:: Problem description ::
The records below must be retyped exactly.

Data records
+===+

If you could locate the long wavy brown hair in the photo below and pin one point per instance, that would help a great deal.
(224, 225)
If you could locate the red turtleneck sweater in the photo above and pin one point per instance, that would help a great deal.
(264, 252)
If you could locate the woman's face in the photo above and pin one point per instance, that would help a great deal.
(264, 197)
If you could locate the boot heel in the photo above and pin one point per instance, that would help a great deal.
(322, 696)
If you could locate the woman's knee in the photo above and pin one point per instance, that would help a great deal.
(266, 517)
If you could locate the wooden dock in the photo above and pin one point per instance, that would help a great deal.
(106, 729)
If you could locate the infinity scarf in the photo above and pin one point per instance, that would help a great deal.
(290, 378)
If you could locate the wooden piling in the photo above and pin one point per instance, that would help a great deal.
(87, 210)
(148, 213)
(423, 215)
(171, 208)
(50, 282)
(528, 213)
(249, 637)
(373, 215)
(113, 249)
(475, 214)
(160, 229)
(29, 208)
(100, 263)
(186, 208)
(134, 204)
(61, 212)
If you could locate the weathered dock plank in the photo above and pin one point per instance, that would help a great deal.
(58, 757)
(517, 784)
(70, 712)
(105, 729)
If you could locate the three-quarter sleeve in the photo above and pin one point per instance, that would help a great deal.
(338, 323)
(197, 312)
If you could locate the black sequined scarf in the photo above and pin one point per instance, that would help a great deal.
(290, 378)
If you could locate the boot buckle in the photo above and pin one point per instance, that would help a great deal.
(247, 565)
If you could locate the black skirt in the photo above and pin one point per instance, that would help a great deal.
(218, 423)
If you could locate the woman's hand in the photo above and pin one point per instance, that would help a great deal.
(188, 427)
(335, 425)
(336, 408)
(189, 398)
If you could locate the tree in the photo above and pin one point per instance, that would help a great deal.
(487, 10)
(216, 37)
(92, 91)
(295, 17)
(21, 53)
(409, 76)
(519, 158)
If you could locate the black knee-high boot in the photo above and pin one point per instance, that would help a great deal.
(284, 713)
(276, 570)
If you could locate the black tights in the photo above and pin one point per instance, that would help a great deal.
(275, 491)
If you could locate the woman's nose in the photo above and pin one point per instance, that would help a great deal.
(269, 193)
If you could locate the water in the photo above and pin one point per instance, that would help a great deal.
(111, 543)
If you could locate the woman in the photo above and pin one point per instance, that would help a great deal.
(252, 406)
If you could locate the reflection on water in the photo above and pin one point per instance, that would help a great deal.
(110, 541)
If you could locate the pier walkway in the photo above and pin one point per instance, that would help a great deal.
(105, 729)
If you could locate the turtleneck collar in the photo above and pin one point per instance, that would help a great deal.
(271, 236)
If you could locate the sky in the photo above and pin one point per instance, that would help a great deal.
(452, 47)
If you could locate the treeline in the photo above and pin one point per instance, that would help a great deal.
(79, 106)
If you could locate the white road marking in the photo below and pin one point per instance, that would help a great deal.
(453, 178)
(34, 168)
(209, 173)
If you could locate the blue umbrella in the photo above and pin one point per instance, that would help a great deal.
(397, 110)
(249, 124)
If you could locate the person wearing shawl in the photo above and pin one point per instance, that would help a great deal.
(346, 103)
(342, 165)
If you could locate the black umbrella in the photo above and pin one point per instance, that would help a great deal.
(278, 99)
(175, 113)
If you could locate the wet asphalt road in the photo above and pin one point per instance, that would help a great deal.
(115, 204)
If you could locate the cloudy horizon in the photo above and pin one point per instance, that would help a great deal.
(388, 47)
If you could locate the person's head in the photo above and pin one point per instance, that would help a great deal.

+===+

:: Output for this exercise ::
If you could locate the long wavy brown hair in the photo below and pin one point per instance, that would help a great deal.
(224, 225)
If you could locate the red turtleneck sweater in the photo above and pin one point per instance, that would help a great deal.
(264, 252)
If you could locate the woman's face in the photo above and pin one point per instance, that would help a great deal.
(264, 197)
If you could locate the boot heel in the photo above and pin one point per instance, that would help a great deal.
(322, 696)
If you could locate the woman's knee in the photo above and pin one point per instance, that would help a great deal.
(266, 517)
If you could locate the wooden dock in the photo above and pin one point per instance, that would help a great deal.
(106, 729)
If you could locate the infinity scarf in the photo above and pin one point per instance, that would help a great deal.
(290, 378)
If you could locate the wooden piling in the photo above and pin one point per instance, that would help a great deal.
(87, 210)
(148, 213)
(423, 215)
(171, 208)
(50, 282)
(528, 213)
(249, 637)
(373, 215)
(113, 249)
(475, 214)
(160, 229)
(29, 208)
(100, 263)
(186, 208)
(134, 204)
(61, 212)
If you could locate the weathered dock plank in the photo above and pin one point per instance, that would help a great deal.
(58, 757)
(517, 784)
(70, 712)
(105, 729)
If you could locate the three-quarter sleeve in the photo above and pin one point per instance, that would help a great deal.
(338, 323)
(197, 312)
If you could locate the black sequined scarf in the photo above and pin one point per instance, that would help a great deal.
(290, 378)
If you could locate the boot buckle in the photo above and pin one point per instance, that would help a great deal.
(247, 565)
If you could locate the black skirt in the photo above and pin one point per instance, that would help a great deal.
(218, 423)
If you could locate the woman's hand in the photo above and pin one point per instance, that would help a great deal.
(188, 427)
(335, 425)
(336, 408)
(189, 398)
If you could locate the tree in the photo above and pin one point per instance, that would help a great deal.
(487, 10)
(216, 37)
(92, 91)
(295, 17)
(21, 53)
(409, 76)
(519, 158)
If you could locate the black knee-high boot in the photo above and pin one point per instance, that would help a great deal.
(284, 713)
(276, 570)
If you could locate the black tights in the photo above and pin one point per instance, that would help a great deal.
(275, 491)
If you could locate the woman's nose in the photo above and pin one point per instance, that would help a great deal.
(269, 193)
If you could locate the water in the photo above and pin one point per instance, that would help a great deal.
(111, 543)
If you could locate the woman in the photo above and pin one point per instance, that would help a great deal.
(252, 406)
If you could locate the reflection on water in the photo above and pin one point per instance, that would help a great deal.
(110, 541)
If you could locate the pier walkway in the photo above and pin one point per instance, that would help a great deal.
(105, 729)
If you could locate the turtleneck collar in the photo above and pin one point per instance, that would help a great deal.
(271, 236)
If you could locate the sky in the photo above and pin one point per instance, that would help a great deal.
(452, 47)
If you could locate the treeline in the photo above and pin one point per instance, that would help a great deal.
(79, 106)
If you could locate the white road marking in the photo below and pin one point per instance, that would help a great deal.
(453, 178)
(34, 168)
(209, 173)
If you could locate the blue umbrella in the photo above and pin one point per instance, that would help a great deal.
(397, 110)
(249, 124)
If you could locate the person wearing shawl in the photo above and pin one point per instance, that would help a great deal.
(346, 103)
(342, 165)
If you could locate the black umbrella in the photo above and pin one point per instance, that would help a great deal.
(278, 99)
(175, 113)
If you could locate the wet asphalt road in the photo above and pin one point per instance, that would help a great deal.
(115, 204)
If you could locate the cloudy horizon in the photo above and pin one point per instance, that would help a great deal.
(388, 47)
If you could locate the person's head in the photo above and pin one point per instance, that would help a great deal.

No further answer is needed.